### WHAT YOU WILL DO
Could you copy out, word for word, the lines starting at the one containing "Target: asphalt road" and ending with the last line below, including both of those?
★ ★ ★
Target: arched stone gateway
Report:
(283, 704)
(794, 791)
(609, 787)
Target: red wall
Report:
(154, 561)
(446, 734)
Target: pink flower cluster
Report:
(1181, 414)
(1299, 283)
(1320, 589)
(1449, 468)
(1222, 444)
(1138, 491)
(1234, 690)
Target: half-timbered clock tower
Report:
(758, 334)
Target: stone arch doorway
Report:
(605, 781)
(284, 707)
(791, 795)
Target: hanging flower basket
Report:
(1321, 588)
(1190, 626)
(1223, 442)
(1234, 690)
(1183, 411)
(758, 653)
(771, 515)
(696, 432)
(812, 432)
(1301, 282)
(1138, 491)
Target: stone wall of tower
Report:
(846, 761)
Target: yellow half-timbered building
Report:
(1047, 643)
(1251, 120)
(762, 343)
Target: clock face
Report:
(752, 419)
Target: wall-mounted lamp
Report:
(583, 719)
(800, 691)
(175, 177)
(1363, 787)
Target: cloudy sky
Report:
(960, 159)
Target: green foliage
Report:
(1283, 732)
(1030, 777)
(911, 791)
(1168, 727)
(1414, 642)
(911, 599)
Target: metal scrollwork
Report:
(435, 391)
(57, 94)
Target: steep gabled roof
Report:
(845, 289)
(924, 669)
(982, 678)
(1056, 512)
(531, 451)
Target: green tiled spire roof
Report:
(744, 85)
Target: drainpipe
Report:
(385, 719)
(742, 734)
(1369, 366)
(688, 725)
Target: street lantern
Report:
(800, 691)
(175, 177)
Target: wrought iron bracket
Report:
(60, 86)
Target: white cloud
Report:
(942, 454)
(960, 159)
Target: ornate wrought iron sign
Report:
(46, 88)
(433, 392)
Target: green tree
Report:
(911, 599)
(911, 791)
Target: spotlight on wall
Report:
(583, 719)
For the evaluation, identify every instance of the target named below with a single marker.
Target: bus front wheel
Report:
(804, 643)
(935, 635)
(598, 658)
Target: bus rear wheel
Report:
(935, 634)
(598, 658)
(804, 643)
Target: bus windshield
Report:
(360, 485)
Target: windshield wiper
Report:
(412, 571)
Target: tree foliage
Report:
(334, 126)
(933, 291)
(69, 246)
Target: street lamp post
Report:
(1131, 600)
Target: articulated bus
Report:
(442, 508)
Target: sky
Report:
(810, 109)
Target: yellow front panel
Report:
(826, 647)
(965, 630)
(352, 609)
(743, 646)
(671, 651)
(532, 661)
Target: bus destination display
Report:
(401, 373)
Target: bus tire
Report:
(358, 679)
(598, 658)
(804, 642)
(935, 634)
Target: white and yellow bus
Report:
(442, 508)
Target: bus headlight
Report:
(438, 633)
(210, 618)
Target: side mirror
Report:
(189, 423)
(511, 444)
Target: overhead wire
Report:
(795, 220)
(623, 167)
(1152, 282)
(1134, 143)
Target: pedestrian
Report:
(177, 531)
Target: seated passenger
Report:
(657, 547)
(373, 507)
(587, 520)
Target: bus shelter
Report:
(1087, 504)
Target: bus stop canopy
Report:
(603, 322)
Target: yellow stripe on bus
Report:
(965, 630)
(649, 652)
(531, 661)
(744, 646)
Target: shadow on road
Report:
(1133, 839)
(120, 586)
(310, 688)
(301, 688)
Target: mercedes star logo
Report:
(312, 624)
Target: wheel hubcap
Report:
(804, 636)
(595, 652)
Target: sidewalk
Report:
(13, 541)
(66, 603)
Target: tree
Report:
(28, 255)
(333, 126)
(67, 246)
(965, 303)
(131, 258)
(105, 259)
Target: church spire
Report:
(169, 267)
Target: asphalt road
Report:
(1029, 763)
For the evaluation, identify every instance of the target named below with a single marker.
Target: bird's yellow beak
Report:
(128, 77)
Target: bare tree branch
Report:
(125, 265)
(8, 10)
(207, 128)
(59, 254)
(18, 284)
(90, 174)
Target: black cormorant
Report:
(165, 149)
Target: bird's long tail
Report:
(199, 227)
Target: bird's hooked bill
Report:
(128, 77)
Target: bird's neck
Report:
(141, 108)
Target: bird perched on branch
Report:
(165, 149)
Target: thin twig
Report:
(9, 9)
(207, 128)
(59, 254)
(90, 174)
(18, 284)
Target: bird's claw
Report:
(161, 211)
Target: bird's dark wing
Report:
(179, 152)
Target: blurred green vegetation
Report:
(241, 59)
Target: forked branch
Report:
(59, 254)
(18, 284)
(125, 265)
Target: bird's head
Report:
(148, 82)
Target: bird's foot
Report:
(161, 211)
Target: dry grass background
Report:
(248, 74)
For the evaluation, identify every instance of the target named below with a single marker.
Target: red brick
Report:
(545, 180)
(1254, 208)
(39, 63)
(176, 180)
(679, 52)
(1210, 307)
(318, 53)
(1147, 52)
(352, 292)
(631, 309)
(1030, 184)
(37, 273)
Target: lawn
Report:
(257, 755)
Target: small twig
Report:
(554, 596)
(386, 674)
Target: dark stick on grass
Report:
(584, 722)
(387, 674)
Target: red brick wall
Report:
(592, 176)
★ ★ ★
### COMPLETED TASK
Target: asphalt road
Report:
(1029, 763)
For the evaluation, identify every instance of the target named below with a single marker.
Target: bird's yellow beak
Report:
(128, 77)
Target: bare tree branch
Report:
(125, 265)
(8, 10)
(207, 128)
(59, 254)
(18, 284)
(90, 174)
Target: black cormorant
Report:
(165, 149)
Target: bird's long tail
Report:
(199, 227)
Target: bird's hooked bill
Report:
(128, 77)
Target: bird's neck
Report:
(141, 108)
Target: bird perched on branch
Report:
(165, 149)
Target: thin twig
Report:
(9, 9)
(207, 128)
(59, 254)
(90, 174)
(18, 284)
Target: bird's claw
Report:
(161, 211)
Target: bird's dark wing
Report:
(179, 152)
Target: blurred green vegetation
Report:
(241, 59)
Target: forked branch
Report:
(59, 254)
(18, 284)
(125, 265)
Target: bird's head
Report:
(148, 82)
Target: bird's foot
Report:
(161, 211)
Target: dry grass background
Report:
(248, 74)
For the evaluation, identify every instance of the target named below with a single marker.
Target: red brick
Report:
(545, 180)
(1254, 208)
(39, 63)
(176, 180)
(679, 52)
(1210, 307)
(318, 53)
(1147, 52)
(352, 292)
(631, 309)
(1030, 184)
(37, 273)
Target: lawn
Report:
(257, 755)
Target: small twig
Report:
(554, 596)
(386, 674)
Target: dark stick on grass
Report:
(584, 722)
(387, 674)
Target: red brick wall
Report:
(592, 176)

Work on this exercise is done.